**TASK INPUTS**:
▬▬▬▬▬▬▬▬▬▬
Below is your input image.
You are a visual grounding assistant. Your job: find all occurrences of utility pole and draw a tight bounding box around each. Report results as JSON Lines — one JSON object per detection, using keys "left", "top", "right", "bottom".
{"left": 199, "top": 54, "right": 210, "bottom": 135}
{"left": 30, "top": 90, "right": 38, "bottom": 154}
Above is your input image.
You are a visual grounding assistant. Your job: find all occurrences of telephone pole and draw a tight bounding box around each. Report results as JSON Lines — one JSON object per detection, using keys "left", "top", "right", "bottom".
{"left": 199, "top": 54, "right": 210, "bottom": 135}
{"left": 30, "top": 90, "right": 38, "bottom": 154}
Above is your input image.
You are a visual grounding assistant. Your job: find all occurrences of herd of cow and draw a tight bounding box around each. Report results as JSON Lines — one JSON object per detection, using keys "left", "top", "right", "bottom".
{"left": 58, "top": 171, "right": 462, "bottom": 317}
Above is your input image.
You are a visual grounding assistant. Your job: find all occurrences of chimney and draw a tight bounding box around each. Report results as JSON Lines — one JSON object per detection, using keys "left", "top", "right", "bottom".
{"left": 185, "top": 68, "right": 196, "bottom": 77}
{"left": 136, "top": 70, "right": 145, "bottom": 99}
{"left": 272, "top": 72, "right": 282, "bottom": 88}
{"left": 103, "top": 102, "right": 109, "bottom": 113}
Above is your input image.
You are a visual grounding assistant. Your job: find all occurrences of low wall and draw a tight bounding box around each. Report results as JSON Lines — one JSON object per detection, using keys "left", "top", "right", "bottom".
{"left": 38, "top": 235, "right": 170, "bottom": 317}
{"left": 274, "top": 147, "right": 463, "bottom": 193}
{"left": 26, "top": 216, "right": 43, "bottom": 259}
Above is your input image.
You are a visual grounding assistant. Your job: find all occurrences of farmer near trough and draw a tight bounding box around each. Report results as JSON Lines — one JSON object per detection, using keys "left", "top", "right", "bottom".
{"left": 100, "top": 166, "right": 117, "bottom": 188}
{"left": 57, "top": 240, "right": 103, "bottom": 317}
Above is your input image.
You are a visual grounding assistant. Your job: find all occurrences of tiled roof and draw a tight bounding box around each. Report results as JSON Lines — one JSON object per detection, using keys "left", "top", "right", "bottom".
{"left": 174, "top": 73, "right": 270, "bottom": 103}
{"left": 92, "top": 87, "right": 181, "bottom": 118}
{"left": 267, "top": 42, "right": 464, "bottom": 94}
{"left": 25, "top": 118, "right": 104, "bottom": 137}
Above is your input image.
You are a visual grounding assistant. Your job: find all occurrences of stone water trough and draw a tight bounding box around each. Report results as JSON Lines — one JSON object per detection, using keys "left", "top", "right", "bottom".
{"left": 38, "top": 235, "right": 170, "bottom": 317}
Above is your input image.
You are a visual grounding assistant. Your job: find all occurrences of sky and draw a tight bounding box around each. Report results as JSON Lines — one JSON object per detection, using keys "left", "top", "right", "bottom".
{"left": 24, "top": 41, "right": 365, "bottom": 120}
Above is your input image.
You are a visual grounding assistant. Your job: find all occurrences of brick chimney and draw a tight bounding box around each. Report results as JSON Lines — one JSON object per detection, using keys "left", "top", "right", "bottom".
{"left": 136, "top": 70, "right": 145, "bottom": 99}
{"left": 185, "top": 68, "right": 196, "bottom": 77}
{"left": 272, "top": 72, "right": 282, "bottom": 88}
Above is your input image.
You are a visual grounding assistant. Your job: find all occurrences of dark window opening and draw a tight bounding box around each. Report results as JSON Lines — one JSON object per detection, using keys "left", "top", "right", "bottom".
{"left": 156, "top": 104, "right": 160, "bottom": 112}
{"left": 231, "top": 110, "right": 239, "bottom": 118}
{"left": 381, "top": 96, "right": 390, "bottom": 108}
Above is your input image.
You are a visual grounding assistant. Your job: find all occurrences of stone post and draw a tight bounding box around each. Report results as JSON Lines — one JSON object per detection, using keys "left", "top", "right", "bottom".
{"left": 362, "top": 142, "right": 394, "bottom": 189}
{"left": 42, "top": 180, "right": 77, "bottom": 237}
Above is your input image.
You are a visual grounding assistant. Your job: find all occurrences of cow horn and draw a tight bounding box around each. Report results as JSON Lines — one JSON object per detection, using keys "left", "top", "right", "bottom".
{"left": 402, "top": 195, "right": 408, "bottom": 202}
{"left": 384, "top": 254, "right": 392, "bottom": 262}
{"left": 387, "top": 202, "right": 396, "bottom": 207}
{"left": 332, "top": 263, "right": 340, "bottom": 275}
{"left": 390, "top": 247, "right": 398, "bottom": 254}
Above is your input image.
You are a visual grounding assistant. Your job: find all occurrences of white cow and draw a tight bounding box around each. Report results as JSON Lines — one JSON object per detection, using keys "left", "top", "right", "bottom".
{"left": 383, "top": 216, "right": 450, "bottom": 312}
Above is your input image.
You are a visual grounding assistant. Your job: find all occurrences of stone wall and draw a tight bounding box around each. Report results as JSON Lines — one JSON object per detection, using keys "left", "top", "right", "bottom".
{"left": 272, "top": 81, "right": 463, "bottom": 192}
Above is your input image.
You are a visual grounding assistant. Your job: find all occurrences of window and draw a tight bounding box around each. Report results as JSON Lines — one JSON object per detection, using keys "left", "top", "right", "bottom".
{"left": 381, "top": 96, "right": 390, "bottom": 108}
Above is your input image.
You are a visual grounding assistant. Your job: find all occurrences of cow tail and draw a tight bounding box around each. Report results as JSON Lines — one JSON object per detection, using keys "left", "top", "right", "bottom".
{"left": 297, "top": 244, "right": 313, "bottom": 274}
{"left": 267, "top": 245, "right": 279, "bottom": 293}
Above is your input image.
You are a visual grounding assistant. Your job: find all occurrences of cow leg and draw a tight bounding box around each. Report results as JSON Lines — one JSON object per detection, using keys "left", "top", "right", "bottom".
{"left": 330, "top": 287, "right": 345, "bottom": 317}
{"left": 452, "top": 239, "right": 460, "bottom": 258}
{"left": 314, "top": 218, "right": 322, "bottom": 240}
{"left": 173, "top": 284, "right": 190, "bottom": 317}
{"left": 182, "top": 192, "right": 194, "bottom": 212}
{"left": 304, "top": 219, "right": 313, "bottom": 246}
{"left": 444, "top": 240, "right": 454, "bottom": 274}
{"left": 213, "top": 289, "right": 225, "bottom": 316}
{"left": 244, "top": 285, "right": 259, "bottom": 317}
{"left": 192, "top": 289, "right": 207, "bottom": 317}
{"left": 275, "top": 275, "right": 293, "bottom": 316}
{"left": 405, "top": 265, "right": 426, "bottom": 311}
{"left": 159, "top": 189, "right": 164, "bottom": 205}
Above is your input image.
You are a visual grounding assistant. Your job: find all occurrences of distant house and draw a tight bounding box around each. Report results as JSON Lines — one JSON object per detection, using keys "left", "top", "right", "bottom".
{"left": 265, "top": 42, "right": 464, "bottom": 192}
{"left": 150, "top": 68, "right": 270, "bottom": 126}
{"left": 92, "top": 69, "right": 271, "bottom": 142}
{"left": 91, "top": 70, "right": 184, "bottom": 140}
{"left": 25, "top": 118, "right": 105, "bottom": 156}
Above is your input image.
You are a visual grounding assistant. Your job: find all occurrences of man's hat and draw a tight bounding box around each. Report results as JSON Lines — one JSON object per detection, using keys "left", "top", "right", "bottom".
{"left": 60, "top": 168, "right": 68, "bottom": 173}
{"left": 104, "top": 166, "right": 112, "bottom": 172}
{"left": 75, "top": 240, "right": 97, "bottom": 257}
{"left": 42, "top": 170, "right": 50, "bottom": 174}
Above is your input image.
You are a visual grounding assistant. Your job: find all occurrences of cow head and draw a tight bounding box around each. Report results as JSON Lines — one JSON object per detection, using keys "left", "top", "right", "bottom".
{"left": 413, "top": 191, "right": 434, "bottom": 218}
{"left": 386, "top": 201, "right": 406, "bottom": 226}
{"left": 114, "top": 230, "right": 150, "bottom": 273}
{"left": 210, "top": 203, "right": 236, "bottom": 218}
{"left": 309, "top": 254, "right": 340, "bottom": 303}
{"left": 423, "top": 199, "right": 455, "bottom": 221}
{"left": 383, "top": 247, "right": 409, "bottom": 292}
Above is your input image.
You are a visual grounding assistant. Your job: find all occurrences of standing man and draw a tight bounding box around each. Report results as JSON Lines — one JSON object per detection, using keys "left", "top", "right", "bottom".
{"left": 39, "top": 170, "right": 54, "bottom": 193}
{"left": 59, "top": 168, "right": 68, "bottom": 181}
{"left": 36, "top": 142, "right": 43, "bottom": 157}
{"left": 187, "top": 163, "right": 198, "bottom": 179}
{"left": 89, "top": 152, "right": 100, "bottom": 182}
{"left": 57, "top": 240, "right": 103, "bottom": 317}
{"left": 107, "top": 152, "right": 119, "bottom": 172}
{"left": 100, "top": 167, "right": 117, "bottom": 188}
▬▬▬▬▬▬▬▬▬▬
**THE PROBLEM**:
In the records above, retype exactly the lines from the one with "occurrences of standing" through the last one.

**WRITTEN REPLY**:
You are a visual grounding assistant. Your job: find all occurrences of standing man and draw a tight bounding box around each. Report results as JSON Lines — one JSON object per detection, using keys "left", "top", "right", "bottom".
{"left": 39, "top": 170, "right": 54, "bottom": 193}
{"left": 59, "top": 168, "right": 68, "bottom": 181}
{"left": 36, "top": 142, "right": 43, "bottom": 157}
{"left": 187, "top": 163, "right": 198, "bottom": 179}
{"left": 89, "top": 152, "right": 100, "bottom": 182}
{"left": 57, "top": 240, "right": 103, "bottom": 317}
{"left": 107, "top": 152, "right": 119, "bottom": 172}
{"left": 100, "top": 167, "right": 117, "bottom": 188}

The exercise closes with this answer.